- [Exercise] When the line containing "Where can you find the concrete" appears in the entries below, begin printing there and stop after the line containing "Where can you find the brick"; print each of those lines exactly and no other line.
*** Exercise material Section Begins ***
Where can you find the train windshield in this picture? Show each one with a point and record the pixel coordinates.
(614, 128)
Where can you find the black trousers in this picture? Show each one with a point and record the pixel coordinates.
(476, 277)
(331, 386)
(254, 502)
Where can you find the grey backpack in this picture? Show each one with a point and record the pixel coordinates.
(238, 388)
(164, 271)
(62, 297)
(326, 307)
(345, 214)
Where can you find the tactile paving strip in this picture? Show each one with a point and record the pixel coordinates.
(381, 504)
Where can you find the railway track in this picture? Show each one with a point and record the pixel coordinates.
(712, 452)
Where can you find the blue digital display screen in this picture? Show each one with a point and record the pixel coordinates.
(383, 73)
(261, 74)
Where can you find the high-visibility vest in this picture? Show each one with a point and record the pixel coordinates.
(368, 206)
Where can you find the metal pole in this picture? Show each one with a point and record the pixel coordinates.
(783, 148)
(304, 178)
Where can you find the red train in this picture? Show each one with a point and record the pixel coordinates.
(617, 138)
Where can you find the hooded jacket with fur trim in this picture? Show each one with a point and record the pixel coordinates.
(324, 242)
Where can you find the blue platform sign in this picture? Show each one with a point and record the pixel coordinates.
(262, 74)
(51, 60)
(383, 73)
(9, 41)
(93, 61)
*** Exercise material Section Ends ***
*** Exercise material Section Begins ***
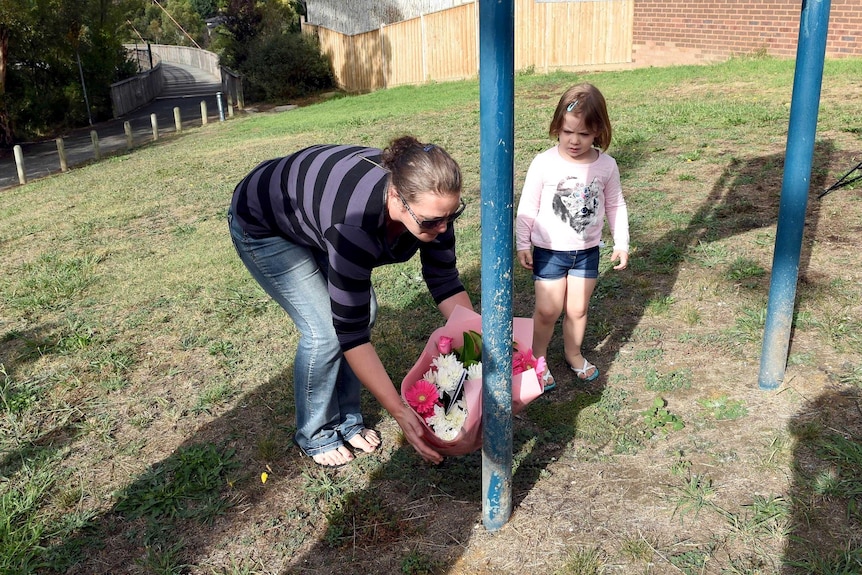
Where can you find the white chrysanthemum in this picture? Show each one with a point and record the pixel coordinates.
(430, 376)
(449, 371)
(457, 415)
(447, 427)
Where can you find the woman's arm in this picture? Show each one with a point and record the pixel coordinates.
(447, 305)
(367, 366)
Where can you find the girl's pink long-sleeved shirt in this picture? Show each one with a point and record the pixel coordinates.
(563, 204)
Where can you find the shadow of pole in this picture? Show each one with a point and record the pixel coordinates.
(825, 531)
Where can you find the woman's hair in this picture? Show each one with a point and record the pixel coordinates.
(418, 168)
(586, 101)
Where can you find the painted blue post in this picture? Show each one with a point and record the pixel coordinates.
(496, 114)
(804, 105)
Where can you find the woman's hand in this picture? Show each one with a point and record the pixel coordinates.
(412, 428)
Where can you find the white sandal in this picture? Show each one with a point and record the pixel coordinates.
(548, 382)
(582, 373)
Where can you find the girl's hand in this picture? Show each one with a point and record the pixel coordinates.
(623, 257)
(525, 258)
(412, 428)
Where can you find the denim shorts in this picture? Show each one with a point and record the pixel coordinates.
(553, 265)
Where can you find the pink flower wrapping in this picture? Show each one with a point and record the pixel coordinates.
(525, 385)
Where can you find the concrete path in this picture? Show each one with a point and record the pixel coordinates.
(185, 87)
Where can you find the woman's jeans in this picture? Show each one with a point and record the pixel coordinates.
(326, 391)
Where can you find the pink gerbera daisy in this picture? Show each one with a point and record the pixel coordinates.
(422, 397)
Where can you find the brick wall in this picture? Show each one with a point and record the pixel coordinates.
*** Exercise material Section Ends ***
- [Output of the task]
Where can you find the concrete path in this picture? Show each one with a point and record the pixel coordinates.
(185, 87)
Where can you find the woman's jeans in this picture? Show each one with a point and record the pixel coordinates.
(326, 391)
Where can you find the pink gerbera daisy in this picture? Show each one with a point and record the pixel coordinates.
(422, 397)
Where can you find the brick wall in this picture? Show each one with a point and record the pixel coordinates.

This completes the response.